*TEXTO PROPORCIONADO:*
Una España con poca memoria
De los errores individuales cada cual debe asumir sus propias consecuencias, hacer frente a esos binomios lingüísticos de modernas terminologías que hacen referencia a la acción-reacción, efecto-causa, o a las consecuencias positivas o negativas de los karmas orientales, que dicen los budistas, determina nuestras futuras existencias. De los desaciertos colectivos deben dar explicaciones sus responsables, ya sean en ámbitos locales, comarcales o nacionales.

Entradas guardadas
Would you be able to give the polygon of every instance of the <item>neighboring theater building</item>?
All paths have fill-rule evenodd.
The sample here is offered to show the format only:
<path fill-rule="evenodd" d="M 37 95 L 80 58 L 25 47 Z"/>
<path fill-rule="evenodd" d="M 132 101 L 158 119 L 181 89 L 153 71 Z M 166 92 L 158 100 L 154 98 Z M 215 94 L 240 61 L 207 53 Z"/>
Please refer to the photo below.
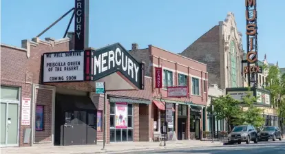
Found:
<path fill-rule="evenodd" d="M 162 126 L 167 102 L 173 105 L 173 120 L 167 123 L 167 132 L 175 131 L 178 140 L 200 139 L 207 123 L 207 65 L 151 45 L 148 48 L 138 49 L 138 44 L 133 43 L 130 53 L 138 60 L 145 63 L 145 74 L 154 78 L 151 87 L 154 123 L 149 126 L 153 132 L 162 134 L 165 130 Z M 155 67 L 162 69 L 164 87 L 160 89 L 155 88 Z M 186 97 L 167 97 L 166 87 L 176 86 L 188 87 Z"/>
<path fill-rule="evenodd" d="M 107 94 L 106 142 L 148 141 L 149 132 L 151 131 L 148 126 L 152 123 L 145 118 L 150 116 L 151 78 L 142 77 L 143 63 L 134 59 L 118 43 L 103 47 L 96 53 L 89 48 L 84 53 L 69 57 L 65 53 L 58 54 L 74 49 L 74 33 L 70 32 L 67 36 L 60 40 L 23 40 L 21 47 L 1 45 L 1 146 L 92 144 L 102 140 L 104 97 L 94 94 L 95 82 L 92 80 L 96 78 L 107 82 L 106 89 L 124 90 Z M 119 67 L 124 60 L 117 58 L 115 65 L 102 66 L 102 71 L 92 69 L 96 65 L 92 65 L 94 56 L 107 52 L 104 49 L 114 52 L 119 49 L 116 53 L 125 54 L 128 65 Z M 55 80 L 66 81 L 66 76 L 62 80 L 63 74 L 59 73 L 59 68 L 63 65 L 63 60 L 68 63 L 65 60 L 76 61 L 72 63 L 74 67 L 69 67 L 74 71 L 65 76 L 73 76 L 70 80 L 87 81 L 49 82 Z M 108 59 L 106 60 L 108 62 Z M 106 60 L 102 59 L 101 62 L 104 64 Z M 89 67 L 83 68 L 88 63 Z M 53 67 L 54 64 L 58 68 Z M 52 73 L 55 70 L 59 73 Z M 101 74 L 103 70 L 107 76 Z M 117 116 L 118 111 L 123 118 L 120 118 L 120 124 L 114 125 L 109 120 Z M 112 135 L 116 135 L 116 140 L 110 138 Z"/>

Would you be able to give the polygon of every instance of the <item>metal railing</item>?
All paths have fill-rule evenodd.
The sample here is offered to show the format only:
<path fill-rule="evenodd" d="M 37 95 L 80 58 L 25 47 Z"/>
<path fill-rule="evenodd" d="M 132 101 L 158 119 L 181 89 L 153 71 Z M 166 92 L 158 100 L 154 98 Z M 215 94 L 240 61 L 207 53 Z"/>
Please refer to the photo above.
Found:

*TAREA A:* Transcribe sin ningún cambio el fragmento del texto sobre la poca memoria de España que va desde "Una España con" hasta "comarcales o nacionales.".
*TAREA B:* Prolonga el texto sobre la poca memoria de España a partir del punto en que termina.

*RESULTADO A:*
Una España con poca memoria
De los errores individuales cada cual debe asumir sus propias consecuencias, hacer frente a esos binomios lingüísticos de modernas terminologías que hacen referencia a la acción-reacción, efecto-causa, o a las consecuencias positivas o negativas de los karmas orientales, que dicen los budistas, determina nuestras futuras existencias. De los desaciertos colectivos deben dar explicaciones sus responsables, ya sean en ámbitos locales, comarcales o nacionales.

*RESULTADO B:*
El caso es que nuestra querida España no aprende, o no corrige, sus deslices, que ya vienen siendo crónicos desde tiempos inmemoriales. En ocasiones, cuando nos acordamos de Santa Bárbara cuando truena, evocamos tiempos pasados, diagnosticamos los mismos disparates, intentamos corregirlos mediante la improvisación, hasta que escampe el tiempo y nos conceda un alivio. Ya sean riadas provocadas por la gota fría o por temporales siberianos con viento, agua y nieve, nos toca correr, clamar al cielo, solicitar zonas catastróficas, poner las cosas de nuevo en orden y esperar una tregua mientras la sociedad se encomienda a las esferas divinas con el rezo popular Virgencita, que me quede como estoy.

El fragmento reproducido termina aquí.